--- Challenge ---
Could you repeat the entries below word for word, from the line with "Please place a point on the shoe" through the end of the entries?

[Dataset entries]
━━━━━━━━━━━━━━━━
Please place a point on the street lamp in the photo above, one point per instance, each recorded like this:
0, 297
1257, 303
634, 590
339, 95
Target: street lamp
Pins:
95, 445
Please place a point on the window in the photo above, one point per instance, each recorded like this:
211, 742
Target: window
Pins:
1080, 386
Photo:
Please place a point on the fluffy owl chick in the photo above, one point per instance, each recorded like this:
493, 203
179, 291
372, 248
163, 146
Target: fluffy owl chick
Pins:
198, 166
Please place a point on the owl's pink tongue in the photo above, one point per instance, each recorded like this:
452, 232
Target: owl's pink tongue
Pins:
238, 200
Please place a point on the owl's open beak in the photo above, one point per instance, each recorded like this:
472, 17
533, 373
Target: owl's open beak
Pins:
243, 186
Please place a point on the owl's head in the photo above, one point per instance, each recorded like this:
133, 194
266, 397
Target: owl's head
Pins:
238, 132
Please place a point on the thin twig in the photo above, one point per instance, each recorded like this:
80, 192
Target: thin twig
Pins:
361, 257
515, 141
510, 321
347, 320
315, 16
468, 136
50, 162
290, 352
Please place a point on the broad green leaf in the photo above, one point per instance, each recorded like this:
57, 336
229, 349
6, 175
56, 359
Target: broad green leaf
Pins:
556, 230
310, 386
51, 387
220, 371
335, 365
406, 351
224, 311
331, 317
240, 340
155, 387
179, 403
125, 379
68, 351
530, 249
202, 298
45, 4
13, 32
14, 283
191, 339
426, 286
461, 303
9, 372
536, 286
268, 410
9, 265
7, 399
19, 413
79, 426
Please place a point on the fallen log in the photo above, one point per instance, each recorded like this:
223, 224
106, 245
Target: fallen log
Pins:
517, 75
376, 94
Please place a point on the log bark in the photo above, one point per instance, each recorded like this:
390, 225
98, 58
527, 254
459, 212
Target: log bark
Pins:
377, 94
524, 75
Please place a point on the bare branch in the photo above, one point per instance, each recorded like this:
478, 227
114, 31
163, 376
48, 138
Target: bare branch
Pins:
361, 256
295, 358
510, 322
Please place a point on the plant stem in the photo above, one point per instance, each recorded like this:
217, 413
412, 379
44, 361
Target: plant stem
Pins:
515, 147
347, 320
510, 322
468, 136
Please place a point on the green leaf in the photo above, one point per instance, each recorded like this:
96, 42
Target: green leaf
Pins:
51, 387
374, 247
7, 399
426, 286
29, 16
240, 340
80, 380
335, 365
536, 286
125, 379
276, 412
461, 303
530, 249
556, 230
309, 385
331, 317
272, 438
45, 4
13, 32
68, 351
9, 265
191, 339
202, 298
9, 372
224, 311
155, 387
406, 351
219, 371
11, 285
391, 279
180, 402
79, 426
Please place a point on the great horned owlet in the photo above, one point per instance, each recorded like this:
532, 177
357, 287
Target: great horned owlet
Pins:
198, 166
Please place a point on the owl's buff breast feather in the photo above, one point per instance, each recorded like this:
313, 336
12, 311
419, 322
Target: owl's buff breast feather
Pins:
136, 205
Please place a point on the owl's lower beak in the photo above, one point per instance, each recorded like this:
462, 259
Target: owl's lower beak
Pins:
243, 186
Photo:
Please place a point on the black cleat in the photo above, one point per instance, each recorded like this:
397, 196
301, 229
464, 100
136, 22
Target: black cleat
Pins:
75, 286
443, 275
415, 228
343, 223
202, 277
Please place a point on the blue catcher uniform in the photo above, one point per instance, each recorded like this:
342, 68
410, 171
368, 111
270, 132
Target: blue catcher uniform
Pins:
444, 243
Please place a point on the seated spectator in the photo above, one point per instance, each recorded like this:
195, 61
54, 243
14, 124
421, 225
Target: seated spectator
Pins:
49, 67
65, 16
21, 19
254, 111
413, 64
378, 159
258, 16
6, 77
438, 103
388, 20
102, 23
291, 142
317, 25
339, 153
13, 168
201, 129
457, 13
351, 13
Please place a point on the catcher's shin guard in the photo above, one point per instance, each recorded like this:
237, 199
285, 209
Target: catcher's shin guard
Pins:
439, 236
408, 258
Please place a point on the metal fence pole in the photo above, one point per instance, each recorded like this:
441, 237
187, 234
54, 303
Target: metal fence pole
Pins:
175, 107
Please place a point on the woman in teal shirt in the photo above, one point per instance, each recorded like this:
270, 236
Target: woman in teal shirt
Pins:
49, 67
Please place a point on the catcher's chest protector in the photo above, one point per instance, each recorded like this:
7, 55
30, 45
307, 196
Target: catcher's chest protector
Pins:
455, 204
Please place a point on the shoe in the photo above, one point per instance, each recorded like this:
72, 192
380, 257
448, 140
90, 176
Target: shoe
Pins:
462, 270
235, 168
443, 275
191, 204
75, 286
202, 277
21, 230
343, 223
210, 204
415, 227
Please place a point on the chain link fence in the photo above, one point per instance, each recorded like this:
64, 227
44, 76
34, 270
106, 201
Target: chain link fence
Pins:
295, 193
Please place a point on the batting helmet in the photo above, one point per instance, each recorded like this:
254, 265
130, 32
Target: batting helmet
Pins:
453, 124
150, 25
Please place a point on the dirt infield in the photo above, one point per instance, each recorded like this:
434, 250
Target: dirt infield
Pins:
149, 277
━━━━━━━━━━━━━━━━
--- Response ---
Please place a point on the shoe in the photo above, one point per instance, each recorded like this:
72, 192
380, 257
448, 140
90, 176
Target: shoe
Pins:
462, 270
235, 168
443, 275
191, 204
75, 286
202, 277
21, 230
343, 223
210, 204
415, 227
Please place a point on the chain link fence in the photo above, one point per instance, each recorded like this:
64, 227
44, 76
34, 270
106, 201
Target: chain link fence
Pins:
295, 193
Please place a point on the batting helmet in the photo above, one point per instance, each recorded like this:
254, 265
130, 32
Target: batting helmet
Pins:
453, 124
150, 25
Please place a point on the dirt infield in the photo above, one point per instance, each recorded like this:
434, 250
Target: dirt infield
Pins:
149, 277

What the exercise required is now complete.